● Exercise details: Tally up every line in the records beneath that has "puppy", and write down only the total.

● The input:
/---

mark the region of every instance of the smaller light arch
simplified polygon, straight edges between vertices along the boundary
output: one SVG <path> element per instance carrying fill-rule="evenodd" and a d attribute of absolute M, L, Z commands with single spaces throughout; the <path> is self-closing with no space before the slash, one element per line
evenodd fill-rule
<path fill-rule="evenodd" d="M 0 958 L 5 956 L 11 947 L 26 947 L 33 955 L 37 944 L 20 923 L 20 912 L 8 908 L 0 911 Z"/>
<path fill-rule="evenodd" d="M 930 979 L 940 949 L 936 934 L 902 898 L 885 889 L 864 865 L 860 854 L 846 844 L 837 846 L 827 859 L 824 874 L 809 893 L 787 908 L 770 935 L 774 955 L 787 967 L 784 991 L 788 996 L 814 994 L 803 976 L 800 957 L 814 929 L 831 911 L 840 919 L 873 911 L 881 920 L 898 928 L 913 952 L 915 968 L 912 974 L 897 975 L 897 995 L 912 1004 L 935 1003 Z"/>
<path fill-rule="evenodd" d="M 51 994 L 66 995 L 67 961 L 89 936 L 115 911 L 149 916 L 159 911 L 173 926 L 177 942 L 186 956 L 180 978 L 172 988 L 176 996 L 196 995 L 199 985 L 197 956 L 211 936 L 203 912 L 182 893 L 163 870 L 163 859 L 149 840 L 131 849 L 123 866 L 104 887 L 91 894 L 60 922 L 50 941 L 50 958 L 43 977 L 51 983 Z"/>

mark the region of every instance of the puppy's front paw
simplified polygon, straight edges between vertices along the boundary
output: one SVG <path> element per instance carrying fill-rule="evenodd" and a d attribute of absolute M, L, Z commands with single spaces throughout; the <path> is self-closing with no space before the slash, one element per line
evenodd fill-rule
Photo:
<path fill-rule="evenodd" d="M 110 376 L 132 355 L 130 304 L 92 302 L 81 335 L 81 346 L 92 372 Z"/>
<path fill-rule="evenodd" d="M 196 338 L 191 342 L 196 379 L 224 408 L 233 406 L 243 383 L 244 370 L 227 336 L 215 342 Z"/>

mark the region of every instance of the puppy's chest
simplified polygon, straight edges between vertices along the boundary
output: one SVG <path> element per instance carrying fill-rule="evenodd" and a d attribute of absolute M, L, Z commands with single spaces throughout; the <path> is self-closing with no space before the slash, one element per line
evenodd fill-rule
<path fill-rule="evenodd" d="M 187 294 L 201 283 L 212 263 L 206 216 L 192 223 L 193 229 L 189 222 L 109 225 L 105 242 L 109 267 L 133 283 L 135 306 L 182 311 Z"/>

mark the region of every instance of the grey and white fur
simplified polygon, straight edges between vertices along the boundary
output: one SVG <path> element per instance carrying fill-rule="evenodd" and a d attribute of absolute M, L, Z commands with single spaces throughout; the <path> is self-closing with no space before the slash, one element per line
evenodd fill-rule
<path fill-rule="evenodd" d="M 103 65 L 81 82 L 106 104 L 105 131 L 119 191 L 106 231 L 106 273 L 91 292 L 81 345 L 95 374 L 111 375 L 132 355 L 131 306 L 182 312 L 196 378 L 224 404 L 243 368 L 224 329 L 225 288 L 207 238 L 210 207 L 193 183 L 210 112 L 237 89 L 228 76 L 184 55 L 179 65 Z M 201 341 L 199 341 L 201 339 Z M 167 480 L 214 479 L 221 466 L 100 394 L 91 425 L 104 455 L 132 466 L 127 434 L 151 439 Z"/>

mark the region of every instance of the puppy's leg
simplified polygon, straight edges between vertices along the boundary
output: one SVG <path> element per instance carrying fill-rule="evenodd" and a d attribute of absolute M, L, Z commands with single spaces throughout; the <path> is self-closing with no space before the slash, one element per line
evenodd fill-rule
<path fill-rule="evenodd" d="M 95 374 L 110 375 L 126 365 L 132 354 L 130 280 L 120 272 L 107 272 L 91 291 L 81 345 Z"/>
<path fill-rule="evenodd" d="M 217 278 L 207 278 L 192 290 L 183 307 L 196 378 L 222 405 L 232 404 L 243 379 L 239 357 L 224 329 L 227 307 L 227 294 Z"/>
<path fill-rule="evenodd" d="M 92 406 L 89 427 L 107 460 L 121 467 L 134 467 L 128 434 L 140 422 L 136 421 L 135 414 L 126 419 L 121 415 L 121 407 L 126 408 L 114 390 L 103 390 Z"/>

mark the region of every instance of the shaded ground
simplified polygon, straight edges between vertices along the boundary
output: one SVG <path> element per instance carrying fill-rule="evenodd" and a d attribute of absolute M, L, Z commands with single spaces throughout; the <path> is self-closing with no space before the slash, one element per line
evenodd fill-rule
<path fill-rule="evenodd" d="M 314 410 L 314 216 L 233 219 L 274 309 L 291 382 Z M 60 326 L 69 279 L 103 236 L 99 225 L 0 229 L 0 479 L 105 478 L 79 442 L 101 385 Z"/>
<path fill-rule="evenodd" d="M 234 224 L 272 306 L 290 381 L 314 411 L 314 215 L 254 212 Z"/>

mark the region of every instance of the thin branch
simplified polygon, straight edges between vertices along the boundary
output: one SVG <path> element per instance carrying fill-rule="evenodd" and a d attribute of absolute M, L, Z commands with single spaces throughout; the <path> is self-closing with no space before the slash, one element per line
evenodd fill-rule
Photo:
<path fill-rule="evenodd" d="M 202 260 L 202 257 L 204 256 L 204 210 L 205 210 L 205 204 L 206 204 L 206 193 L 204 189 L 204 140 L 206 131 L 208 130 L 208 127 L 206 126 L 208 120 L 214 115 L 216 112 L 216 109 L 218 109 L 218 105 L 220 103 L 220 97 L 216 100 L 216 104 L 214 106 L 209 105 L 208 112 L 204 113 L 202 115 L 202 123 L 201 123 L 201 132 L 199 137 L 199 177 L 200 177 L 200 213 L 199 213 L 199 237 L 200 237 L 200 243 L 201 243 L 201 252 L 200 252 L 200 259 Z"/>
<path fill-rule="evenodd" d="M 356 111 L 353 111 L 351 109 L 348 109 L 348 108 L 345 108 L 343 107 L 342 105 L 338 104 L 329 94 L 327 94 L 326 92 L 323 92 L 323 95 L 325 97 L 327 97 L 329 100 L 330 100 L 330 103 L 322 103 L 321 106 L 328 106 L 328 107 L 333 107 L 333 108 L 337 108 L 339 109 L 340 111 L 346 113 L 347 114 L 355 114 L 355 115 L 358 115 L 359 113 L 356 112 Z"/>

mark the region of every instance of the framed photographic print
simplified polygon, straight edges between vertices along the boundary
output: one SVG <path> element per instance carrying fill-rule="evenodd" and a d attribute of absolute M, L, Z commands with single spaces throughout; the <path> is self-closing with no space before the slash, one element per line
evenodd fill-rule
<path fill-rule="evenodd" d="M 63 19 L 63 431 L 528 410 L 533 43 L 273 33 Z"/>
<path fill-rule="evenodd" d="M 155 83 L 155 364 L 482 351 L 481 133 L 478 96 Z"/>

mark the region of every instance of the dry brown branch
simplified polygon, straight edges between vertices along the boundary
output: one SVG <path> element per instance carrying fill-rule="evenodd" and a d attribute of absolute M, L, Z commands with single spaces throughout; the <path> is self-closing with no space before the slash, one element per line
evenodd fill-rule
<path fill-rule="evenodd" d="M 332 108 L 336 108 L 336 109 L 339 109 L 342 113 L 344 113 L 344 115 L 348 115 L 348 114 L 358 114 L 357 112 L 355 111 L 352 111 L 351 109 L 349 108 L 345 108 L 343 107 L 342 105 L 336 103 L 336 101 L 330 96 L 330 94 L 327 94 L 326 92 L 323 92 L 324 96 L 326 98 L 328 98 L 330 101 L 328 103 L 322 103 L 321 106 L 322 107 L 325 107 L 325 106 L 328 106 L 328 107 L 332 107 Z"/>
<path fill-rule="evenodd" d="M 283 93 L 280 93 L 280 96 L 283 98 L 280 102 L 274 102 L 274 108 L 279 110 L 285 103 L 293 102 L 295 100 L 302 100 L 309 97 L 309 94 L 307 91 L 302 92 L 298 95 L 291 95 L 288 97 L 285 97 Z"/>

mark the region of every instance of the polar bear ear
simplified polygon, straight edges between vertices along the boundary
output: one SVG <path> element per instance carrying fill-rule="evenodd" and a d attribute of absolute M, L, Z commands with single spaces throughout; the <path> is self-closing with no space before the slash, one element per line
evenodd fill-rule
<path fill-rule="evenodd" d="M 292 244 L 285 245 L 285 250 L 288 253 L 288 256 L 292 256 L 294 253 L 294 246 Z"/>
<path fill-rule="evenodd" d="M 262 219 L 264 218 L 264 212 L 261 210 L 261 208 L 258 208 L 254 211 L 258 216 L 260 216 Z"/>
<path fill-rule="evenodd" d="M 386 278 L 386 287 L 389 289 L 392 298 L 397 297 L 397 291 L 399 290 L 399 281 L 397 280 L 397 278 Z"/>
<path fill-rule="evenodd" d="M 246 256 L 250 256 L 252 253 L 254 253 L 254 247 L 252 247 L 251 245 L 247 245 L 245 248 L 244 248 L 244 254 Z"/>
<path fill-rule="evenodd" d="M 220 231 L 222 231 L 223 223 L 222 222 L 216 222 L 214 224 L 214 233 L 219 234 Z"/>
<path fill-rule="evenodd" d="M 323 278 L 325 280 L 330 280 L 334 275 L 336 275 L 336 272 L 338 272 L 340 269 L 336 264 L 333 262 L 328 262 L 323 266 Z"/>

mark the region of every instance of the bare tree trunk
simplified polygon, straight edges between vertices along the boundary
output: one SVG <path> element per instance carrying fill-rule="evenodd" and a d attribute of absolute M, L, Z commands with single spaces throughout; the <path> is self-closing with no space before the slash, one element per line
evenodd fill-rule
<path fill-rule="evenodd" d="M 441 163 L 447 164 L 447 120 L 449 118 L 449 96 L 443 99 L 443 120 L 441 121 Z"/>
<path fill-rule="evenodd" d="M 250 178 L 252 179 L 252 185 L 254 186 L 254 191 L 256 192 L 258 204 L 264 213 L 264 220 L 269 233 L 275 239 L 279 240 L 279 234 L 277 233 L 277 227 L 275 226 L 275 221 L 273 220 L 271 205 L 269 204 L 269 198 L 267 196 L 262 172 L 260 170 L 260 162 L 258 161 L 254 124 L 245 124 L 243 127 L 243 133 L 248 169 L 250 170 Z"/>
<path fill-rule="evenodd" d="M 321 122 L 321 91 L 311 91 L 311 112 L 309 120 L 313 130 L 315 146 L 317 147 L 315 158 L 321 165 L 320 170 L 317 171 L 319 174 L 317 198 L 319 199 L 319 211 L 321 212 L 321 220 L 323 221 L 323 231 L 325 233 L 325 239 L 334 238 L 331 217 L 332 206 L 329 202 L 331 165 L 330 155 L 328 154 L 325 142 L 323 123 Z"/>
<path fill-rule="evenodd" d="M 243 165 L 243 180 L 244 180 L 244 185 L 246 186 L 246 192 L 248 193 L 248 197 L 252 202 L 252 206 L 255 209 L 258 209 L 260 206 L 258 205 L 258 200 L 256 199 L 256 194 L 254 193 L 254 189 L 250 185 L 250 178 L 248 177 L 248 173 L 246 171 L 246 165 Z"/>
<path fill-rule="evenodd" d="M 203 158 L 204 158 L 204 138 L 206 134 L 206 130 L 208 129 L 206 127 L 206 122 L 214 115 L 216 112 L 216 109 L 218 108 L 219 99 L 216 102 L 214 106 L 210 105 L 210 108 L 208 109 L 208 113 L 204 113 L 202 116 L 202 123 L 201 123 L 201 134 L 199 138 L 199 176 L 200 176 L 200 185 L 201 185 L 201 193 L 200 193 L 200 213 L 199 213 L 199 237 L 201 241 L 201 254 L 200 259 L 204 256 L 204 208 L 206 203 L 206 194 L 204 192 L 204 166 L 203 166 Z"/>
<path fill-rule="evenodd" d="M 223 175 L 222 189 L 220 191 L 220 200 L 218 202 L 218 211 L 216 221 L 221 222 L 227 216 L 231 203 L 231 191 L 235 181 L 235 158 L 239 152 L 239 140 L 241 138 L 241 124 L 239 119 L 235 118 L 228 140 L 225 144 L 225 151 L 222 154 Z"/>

\---

● Task result: 3